DOCUMENT TEXT —
Content starts

If you get nothing else from this story, I hope you learn that every testimony starts with a test. We live in a world that tells us if something is hard, confusing, or just not what we thought it would be, we should just give up. The men and women that fight for this country live in a different culture. We expect leadership and victory to be hard; therefore, we embrace anything that can prepare us for it. That’s what you’ll find here—two people embracing the preparation that only a difficult time can provide. Because Josh and Paige adopted this mindset, their story will continue. This book isn’t just a recount of war stories; it is a guide to how we can turn our struggles into good. When we choose to turn struggle into good, our hardships can still serve the world, even years later. Josh and Paige don’t tell their story to glorify how tough they are but to help readers realize their own toughness. Their faith is practical, and so is their love for other people. Because of that, their story continues to teach, encourage, and inspire.
Josh and Paige are more than people that were with me during a hard time. They love my children, they pray for my family, and they have cheered me on every step of the way. I am proud to call them my friends, and I am excited for you, as the reader, to have your faith lifted by the story of two people who believed that there was purpose behind the worst day of their lives.
—SSG Travis Mills, US Army (Ret.)
82nd Airborne Division
THE BEGINNING AND THE END
THE VOICE MAIL OR THE DOORBELL
The LORD knows all human plans; he knows that they are futile.
On May 31, 2012, I was in my Tacoma, Washington, apartment getting ready for work around 6:30 a.m. Suddenly, I got a phone call from a number I did not recognize. Immediately my heart sank. Since we had moved to a new place, I got calls from random numbers all the time, but not at 6:30 a.m. If it’s something important, they will leave a voice mail. [Voice mail chimes.] Sh*t.
Mrs. Wetzel this is Sgt. 1st Class with the Department of the Army. Please return my call. It’s regarding your husband.

Content ends

DATA TO EXAMINE —
Content starts

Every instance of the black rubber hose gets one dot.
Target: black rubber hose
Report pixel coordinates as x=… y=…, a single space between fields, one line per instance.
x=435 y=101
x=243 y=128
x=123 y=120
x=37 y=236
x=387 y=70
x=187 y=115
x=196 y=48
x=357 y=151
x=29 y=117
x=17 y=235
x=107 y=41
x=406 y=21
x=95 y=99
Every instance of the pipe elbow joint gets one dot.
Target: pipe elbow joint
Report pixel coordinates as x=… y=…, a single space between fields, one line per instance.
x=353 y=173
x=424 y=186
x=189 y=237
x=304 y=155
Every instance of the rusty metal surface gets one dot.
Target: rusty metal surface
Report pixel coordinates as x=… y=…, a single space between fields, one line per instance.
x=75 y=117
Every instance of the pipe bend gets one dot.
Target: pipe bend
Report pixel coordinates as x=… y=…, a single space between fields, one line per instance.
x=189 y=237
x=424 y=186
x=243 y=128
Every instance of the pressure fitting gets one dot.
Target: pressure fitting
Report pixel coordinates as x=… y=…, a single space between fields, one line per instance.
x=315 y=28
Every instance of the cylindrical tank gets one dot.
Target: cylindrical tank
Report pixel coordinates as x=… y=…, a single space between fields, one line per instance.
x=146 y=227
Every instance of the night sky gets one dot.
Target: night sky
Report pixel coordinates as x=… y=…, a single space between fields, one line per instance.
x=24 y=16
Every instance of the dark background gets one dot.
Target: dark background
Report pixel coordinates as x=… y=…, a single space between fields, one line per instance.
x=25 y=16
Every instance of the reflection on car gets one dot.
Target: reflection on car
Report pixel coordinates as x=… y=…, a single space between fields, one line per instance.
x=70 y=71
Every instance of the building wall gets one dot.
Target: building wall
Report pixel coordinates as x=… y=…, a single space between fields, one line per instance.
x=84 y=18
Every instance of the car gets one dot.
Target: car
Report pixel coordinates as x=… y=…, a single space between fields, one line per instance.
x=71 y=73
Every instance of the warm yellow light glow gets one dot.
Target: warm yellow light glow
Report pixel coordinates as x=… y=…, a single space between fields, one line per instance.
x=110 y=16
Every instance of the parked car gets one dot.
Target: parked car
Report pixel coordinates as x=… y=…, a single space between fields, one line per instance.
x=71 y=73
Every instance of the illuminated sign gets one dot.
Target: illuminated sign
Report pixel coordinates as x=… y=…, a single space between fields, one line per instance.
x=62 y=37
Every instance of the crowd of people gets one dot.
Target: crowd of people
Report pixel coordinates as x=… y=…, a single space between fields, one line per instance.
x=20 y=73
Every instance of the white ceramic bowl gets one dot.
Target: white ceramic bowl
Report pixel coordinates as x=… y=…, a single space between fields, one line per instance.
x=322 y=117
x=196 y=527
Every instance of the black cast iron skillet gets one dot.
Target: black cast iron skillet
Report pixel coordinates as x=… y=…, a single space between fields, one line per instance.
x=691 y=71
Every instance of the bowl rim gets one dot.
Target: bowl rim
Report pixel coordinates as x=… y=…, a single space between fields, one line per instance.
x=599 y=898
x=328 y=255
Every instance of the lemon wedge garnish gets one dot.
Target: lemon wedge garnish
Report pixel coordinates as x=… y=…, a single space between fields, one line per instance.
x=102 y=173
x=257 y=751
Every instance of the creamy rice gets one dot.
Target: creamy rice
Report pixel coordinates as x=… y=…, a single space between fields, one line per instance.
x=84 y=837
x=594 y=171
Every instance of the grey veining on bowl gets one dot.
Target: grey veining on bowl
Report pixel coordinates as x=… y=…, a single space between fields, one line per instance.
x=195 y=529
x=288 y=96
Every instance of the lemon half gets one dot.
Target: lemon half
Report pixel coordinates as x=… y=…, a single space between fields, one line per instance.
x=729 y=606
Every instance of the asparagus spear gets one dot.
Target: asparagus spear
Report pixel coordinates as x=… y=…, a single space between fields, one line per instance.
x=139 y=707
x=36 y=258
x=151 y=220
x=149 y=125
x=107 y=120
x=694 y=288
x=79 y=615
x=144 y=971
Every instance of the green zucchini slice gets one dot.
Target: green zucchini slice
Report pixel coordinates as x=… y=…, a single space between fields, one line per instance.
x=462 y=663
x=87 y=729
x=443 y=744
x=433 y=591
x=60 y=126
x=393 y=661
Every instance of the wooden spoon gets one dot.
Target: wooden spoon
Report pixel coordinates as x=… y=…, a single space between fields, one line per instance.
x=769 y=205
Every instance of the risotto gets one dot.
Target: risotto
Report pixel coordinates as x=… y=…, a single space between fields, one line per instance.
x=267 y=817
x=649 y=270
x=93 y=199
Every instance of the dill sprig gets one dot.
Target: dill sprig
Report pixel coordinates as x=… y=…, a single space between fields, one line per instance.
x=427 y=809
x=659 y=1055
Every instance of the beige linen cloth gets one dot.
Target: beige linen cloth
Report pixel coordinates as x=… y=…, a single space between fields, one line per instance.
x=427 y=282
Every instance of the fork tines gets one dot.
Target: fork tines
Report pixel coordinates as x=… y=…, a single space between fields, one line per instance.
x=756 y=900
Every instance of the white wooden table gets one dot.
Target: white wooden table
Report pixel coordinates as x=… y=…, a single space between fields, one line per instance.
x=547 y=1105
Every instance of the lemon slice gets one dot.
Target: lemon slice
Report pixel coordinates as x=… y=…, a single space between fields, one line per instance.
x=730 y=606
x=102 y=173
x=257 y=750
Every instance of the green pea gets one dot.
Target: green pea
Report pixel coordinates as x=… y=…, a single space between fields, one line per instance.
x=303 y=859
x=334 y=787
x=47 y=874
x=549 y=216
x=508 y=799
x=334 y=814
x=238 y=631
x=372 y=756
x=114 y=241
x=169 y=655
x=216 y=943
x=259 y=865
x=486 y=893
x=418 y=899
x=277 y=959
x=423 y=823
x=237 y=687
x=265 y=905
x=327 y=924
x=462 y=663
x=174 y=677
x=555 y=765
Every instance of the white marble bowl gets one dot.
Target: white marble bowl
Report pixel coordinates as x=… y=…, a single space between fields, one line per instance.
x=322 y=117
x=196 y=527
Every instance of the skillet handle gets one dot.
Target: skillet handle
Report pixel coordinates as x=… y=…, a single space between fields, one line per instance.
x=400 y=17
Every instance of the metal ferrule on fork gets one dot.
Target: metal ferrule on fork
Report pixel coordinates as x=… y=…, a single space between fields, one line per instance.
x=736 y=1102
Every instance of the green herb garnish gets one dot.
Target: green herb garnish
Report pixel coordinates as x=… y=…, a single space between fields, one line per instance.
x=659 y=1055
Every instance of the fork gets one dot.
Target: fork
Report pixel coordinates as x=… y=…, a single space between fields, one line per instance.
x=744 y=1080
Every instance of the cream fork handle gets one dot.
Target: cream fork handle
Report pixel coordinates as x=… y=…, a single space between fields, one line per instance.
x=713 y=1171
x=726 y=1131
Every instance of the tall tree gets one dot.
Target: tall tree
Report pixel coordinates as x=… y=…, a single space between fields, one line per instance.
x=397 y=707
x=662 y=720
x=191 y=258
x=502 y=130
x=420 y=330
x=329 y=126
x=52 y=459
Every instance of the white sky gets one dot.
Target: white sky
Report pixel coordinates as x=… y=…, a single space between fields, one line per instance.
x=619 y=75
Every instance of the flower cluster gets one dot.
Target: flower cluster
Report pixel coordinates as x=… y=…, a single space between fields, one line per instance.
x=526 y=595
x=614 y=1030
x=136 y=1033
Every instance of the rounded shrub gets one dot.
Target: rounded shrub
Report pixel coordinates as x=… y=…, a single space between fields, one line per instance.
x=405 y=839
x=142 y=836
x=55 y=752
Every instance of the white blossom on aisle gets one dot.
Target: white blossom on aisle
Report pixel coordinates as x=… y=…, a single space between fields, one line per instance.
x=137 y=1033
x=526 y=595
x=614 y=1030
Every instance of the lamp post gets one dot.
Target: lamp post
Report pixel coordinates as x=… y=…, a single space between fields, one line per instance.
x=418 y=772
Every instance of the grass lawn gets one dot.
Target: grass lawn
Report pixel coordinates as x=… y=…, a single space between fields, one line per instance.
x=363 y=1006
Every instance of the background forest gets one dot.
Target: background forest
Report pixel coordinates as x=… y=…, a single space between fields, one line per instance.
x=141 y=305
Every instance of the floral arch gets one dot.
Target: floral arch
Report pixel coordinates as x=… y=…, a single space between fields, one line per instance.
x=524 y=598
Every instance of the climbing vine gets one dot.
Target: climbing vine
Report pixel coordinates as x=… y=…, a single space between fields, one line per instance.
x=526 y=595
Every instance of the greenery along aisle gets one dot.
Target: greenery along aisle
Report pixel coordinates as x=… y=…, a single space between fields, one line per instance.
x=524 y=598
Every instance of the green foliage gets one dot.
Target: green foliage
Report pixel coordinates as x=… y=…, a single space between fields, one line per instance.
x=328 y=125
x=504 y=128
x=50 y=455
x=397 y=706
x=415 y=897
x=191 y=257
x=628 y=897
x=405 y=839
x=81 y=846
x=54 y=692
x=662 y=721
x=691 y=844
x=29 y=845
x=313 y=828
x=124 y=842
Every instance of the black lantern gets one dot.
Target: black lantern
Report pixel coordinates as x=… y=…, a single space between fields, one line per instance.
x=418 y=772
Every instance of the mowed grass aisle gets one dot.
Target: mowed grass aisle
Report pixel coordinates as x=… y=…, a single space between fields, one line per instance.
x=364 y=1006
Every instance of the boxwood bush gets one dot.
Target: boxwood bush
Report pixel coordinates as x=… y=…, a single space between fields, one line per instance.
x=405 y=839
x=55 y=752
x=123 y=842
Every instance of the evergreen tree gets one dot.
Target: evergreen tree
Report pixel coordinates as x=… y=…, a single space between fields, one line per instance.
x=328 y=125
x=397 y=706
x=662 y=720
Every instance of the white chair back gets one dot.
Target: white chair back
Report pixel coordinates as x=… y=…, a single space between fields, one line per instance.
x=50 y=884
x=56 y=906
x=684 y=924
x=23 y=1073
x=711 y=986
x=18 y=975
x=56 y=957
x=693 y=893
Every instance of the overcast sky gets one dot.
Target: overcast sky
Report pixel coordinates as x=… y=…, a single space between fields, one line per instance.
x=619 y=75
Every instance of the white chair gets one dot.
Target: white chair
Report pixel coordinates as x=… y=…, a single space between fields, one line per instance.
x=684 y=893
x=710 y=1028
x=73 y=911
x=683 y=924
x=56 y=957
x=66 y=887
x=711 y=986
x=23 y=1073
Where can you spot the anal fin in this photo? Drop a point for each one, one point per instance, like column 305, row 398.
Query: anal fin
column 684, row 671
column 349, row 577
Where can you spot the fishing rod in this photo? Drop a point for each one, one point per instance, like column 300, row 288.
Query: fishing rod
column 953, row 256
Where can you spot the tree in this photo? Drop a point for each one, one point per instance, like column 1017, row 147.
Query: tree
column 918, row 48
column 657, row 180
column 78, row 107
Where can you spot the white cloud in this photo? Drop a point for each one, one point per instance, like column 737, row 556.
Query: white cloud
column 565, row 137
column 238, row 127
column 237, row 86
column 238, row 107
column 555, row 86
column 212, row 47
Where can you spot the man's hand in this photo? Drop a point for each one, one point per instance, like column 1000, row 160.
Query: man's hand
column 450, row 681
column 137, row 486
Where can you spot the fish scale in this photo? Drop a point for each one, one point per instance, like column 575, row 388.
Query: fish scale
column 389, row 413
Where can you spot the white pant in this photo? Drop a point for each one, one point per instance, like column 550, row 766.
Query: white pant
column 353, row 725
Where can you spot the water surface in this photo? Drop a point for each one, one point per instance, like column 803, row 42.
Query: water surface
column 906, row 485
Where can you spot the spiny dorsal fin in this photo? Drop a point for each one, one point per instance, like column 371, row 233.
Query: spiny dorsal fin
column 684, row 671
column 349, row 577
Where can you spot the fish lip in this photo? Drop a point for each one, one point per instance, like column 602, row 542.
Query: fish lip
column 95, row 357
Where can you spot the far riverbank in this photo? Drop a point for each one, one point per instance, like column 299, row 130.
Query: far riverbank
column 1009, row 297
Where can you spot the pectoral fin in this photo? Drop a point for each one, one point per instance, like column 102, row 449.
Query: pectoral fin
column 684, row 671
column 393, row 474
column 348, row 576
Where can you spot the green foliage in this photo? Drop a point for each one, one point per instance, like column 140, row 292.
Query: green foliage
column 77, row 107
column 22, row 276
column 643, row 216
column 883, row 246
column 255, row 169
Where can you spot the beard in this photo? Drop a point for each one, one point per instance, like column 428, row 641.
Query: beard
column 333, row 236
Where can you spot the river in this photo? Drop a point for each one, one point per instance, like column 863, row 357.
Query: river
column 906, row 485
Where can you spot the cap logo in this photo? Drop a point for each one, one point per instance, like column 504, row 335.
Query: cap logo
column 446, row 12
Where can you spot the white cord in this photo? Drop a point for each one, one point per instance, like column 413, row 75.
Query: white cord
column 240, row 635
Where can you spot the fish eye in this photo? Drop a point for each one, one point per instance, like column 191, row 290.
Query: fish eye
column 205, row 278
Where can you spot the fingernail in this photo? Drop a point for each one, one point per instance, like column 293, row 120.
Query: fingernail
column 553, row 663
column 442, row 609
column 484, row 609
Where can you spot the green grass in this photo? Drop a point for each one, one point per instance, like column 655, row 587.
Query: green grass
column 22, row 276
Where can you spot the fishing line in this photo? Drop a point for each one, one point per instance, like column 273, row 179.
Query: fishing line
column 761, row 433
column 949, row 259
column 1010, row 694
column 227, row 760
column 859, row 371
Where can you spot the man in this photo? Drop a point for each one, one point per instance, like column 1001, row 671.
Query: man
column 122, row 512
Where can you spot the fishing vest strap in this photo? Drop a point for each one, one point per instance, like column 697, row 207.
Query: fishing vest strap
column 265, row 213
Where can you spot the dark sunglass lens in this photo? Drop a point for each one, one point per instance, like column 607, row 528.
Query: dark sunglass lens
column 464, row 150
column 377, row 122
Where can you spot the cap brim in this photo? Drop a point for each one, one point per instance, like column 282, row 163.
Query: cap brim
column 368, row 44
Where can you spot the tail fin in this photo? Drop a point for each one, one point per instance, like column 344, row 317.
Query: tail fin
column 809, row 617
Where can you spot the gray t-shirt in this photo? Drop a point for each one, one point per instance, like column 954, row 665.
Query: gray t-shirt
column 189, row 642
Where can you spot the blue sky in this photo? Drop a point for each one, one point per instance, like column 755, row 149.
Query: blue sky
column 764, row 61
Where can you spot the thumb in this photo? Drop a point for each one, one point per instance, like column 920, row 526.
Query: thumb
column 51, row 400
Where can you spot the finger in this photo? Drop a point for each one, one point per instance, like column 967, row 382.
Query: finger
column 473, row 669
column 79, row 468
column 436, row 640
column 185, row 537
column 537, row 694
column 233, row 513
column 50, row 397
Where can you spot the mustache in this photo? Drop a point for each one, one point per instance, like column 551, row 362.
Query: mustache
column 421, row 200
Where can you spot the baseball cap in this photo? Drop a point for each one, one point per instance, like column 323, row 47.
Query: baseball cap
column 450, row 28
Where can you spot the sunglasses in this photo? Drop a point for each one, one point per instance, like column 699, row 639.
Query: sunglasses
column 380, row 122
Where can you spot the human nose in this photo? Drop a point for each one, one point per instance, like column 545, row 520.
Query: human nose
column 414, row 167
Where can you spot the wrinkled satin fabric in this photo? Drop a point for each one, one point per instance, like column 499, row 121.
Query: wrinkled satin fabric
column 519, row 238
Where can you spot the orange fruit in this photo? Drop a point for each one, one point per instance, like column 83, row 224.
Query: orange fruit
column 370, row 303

Content ends

Please continue the memoir text about Josh and Paige from the point where it stops.

RESULT OF THE EXERCISE —
I was sitting on the floor before the message was done playing. Sliding down the wall, I thought only two things:
Well, this is it.
At least there isn’t an officer ringing the doorbell.
I called the number back and identified myself. My voice was slow and uncertain. I was hoping that stating my name would make them say, “Oh, Mrs. Wetzel, we are so sorry, we have made a mistake.” It did not. I think the officer sensed my wishful thinking because his voice sharpened and he said, “Mrs. Wetzel, I need you to listen very carefully. This concerns your husband.” But I couldn’t listen carefully enough, I could only picture his body as his injuries were being listed: “… resulting in the loss of both the left and right legs… both right and left arms are broken… a traumatic brain injury… a break in his C-4 vertebrae…” He began reading the logistics of what would happen next. I didn’t cry, but I felt the mouthwatering, neck-tingling sensation of vomiting. I stared at the wall of my bathroom and told myself to inhale before I passed out. Just as his voice resurfaced in my cognition, he asked, “Do you have any questions?”
“Are you going to tell his parents, or do I have to?”
My mind was reeling, but somehow, I found myself thinking about our wedding, when I thought my life was full of cruel irony. Two weeks before our wedding, my fiancé was proudly showing off his battle scars on his face. All I could think about were the pictures. What good was an expensive tuxedo and hiring a photographer when the groom had a two-inch gash on the bridge of his nose next to an accompanying black eye?
We were breaking the bank for the wedding. I nearly lost my mind trying to get it all planned, and there was my fiancé, Josh, not only showing me his battle scar, but showing it off. He couldn’t help but grin when he shared how he made it to the final rounds of hand-to-hand combat and got his nose busted by a guy twenty pounds above his weight class. Why would an Army guy need to know hand-to-hand combat techniques anyway? Seems a little outdated for twenty-first-century warfare, in my civilian opinion. And I knew Josh wouldn’t have stood a chance anyway. He still hadn’t gained all of his weight back from passing the Army Special Forces Selection a few weeks earlier. Prior to joining an infantry unit, Josh was an 18X-ray, which is a prospective Green Beret. However, he would have to pass the eighteen-month Special Forces Qualification Course to actually get the green beret. In order to begin the qualification course, Josh had to survive Special Forces Selection, also known as “nineteen days in hell,” meant to weed people out. There was another reason I questioned the whole nice tuxedo schtick for our wedding: the nineteen days made him almost unrecognizable. His eyes and cheekbones protruded; his skin was pale from nineteen days of MREs, which stands for “meals ready to eat”—prepackaged meals that only needed water added to be ready for consumption—and getting little to no sleep. But the same stupid grin slid across his face whenever he talked about going through Special Forces Selection. As if the coolness of passing and then getting beat up trumped any and all consequences I could give him. All I could do was shrug my shoulders and pray about it, because God knows a soon-to-be spouse of a lowly Army specialist has zero control over her future.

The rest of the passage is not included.